Top of DATASET ENTRIES

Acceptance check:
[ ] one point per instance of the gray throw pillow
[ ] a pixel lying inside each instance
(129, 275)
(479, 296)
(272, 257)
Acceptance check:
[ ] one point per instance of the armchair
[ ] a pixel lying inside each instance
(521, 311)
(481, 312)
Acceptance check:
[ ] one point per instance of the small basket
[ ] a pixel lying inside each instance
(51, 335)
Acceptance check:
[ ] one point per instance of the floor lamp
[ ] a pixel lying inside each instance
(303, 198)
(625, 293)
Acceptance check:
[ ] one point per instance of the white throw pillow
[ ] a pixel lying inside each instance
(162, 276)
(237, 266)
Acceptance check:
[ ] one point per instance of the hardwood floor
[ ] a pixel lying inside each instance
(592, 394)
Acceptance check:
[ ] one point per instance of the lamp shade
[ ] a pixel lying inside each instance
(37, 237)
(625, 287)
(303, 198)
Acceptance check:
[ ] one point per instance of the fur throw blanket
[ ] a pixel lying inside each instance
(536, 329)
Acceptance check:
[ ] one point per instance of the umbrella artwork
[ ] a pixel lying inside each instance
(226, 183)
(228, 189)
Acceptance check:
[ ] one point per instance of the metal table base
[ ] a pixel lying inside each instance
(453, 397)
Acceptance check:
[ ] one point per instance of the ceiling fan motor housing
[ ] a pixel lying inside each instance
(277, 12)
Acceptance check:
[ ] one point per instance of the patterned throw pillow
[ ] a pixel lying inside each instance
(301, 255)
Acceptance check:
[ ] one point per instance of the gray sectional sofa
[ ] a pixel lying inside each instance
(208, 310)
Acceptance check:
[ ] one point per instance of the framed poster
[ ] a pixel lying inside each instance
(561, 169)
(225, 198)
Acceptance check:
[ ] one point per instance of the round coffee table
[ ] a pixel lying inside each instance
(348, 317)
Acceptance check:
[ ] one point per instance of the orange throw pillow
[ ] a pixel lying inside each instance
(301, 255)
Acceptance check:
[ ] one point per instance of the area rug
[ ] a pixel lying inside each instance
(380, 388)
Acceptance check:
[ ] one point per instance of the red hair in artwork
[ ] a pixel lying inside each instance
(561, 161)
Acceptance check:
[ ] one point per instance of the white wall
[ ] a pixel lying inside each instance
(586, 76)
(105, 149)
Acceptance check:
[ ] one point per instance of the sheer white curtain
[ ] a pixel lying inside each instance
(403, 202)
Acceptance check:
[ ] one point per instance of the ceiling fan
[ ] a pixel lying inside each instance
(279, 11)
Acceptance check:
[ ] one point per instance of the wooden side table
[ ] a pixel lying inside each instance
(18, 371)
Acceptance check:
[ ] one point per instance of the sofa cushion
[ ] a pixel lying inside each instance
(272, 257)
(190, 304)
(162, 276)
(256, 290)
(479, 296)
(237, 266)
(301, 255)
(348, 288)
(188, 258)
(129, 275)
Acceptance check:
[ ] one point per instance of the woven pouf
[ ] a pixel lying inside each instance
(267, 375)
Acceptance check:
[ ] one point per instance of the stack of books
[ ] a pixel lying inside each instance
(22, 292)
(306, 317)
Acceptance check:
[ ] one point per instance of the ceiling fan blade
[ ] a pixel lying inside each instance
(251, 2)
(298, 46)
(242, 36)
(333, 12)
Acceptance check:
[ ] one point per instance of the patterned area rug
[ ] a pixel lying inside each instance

Bottom of DATASET ENTRIES

Find the lines above that contain the word "lamp" and copy each one.

[ ] one point per instance of the floor lamp
[ ] one point per instance of the lamp shade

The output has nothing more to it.